BRIEF 1 –
Answer these questions using the binary tree article:
(a) Which file must be included in a C++ project to use the template?
(b) How does the article define the Root?
(c) In the worked example with the value 100, which node does 100 end up attached to, and on which side?
BRIEF 2 –
Write the next part of the binary tree article, starting right after its last sentence.

SUPPLIED TEXT –
+ + +

## Introduction

In this article I have given an introduction of binary trees and hierarchical data structures. In the sample project I have compared binary trees with qsort. The binary tree is defined with a C++ template. It can be used from any environment supporting C++, and for any data type supporting data comparison operators, < and >. The description is easy to follow. To use the template you need to include BTree.h in your C++ project. For balancing and optimization of data insertion I have used a simple reordering method instead of Red-Black and AVL trees. The advantage is that data insertion and tree-creation require slightly less time. Even if not perfectly balanced, this method ensures that the data search requires **log2** comparing operations.

My major interests are multi-dimensional data structures so I mostly utilize algorithms which can be easily generalized for N-dimensions.

## Background

Binary trees are hierarchical data structures which allow insertion and a fast, nearest-neighbours search in one-dimensional data. It can be used instead of qsort and binary search to quickly find the closest points in a data array. The binary tree has the advantage of having a simple structure that allows generalization for more then one dimension - the so-called **KD Tree**. Therefore, it is good to understand how it works and how it performs data searches. I will keep the explanation clear and easy to follow.

First let's define a **tree**. A tree is a data-structure composed from a set of nodes. Each node has links to a number of other nodes called **children** and **parents**. The difference between them is that children are chosen by some **criterion** while the parent links merely keep the history of how we have reached a given node.

The binary tree has two childen - **Left** and **Right** and one parent. The parent link is necessary for nearest-neighbours searching and for optimization of the tree.

Each node of the tree contains some type of data with value X. The left child node must have a smaller X value than the corresponding right value - **X > Left->X** and **Right->X > X**. This is the basic criterion of the binary tree. The tree also has a **Root**. The root is the only node which does not have a Parent. When a new node with value X needs to be added to the tree, we always start from Root and go down in the tree until we reach an empty location. Each time when we pass through a node we decide to go left or right by comparing the value X with the values of the node - if X is smaller, we go left, if it is bigger we go right.

In the above example the new value is 100. To find the location of this value, follow the steps within the tree. Starting from the root we check if 100 is smaller or bigger then 127. In this case it is smaller so we go left in the node with value 111. Now, 100 is smaller than 111 so we go left to node 60. This time 100 is bigger, but 60 do not have a Right child, it is an empty location, so we attach 100 here.

+ + +

ROWS –

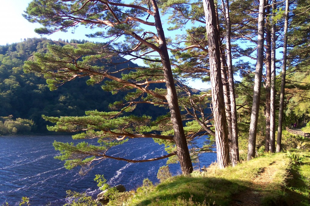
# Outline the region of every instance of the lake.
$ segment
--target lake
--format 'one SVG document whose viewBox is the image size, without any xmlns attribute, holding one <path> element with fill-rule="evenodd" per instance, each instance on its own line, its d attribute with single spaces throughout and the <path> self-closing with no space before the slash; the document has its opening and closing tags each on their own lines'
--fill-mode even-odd
<svg viewBox="0 0 310 206">
<path fill-rule="evenodd" d="M 204 140 L 203 137 L 199 141 Z M 54 140 L 78 141 L 70 136 L 0 136 L 0 205 L 6 202 L 18 205 L 23 196 L 29 198 L 31 206 L 63 205 L 69 201 L 66 197 L 69 190 L 95 197 L 100 192 L 93 180 L 98 174 L 104 174 L 110 185 L 121 184 L 128 191 L 142 185 L 145 178 L 158 182 L 158 170 L 166 161 L 133 163 L 106 160 L 81 176 L 79 168 L 68 170 L 64 167 L 64 162 L 54 159 L 59 154 L 52 145 Z M 110 149 L 110 152 L 119 157 L 145 159 L 166 154 L 163 148 L 151 139 L 137 139 Z M 216 159 L 215 153 L 204 154 L 199 158 L 201 167 Z M 194 168 L 198 169 L 197 165 L 194 165 Z M 174 175 L 181 173 L 179 164 L 169 167 Z"/>
</svg>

+ + +

FINAL RESULT 1 –
(a) BTree.h
(b) The Root is the only node that does not have a Parent.
(c) It is attached as the Right child of the node with value 60.

FINAL RESULT 2 –
Now let's see how the binary tree can be used for something useful. Let's see how the limiting range and the nearest neighbour can be found. Let us choose a new value, 125, for example. Between the two existing tree values, we need to determine which is 125. Again we start searching the Parent node of 125 and after few steps we reach node 115:

It is clear now that since 125 is the Right child of 115, 125 is the closest from the leftmost neighbour. But the search for the right value is not so simple. In this case the Root of the tree is 127. The rule for binary trees is that the limiting value is the first Parent node with a value bigger than 125. So we have to go up in the tree until we find a Parent with a value bigger than 125. It is possible in some cases that the node has only one limiting neighbour. The code for binary tree declaration, data insertion and nearest neighbour search is given below.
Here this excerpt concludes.